### WORK TO COMPLETE
Below are some records. Say how many of their lines include the string "grass", giving only the number.

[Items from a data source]
******************************

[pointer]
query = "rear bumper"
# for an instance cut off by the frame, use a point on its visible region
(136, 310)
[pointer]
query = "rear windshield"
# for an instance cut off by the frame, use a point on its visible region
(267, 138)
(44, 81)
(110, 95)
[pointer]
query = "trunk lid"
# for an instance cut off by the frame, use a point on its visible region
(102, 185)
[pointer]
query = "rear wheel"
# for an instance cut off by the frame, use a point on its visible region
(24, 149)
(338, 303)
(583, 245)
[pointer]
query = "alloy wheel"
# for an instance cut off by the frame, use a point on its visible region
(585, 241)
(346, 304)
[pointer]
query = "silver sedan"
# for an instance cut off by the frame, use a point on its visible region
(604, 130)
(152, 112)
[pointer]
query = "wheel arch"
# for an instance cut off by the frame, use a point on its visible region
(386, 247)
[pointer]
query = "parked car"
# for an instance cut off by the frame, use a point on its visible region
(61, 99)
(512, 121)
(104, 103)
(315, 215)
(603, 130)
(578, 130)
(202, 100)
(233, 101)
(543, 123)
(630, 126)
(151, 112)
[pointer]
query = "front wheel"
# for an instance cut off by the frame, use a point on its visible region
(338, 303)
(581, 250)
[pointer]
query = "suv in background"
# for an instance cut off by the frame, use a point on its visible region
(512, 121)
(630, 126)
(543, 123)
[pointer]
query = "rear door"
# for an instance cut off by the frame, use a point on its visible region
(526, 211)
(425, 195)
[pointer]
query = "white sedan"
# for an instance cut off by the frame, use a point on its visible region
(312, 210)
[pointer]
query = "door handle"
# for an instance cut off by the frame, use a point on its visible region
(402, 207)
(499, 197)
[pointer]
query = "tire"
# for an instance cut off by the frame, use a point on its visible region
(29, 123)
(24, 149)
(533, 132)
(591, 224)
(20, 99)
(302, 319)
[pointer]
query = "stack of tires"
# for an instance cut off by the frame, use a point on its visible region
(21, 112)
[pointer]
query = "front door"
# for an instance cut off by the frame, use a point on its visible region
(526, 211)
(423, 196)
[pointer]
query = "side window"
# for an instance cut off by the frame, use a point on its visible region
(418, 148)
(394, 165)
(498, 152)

******************************

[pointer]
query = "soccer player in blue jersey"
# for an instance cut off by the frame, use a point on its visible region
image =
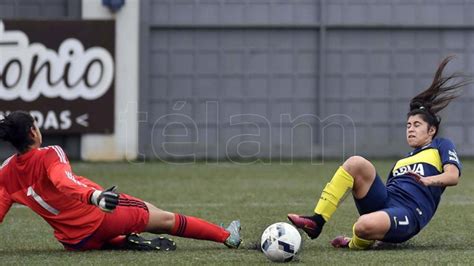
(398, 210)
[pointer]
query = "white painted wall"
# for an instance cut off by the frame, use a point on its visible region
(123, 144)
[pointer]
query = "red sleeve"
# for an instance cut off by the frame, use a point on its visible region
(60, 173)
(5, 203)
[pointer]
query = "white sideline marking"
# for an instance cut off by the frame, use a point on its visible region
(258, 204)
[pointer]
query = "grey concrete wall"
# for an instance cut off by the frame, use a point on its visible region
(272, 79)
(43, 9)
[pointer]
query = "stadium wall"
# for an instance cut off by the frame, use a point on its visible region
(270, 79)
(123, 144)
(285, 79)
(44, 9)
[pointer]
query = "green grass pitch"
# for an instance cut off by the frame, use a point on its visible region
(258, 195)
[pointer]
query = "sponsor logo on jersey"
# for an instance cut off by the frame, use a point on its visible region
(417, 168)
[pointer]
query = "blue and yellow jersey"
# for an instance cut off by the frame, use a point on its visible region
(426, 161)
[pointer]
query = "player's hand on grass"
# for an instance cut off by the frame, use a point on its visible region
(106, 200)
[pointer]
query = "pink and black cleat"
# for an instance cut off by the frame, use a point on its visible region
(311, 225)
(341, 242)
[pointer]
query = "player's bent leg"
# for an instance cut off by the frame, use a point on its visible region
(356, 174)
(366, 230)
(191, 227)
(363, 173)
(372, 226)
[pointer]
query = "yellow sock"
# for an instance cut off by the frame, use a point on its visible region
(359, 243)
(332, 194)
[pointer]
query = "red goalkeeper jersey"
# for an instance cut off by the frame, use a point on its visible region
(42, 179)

******************************

### TASK OUTPUT
2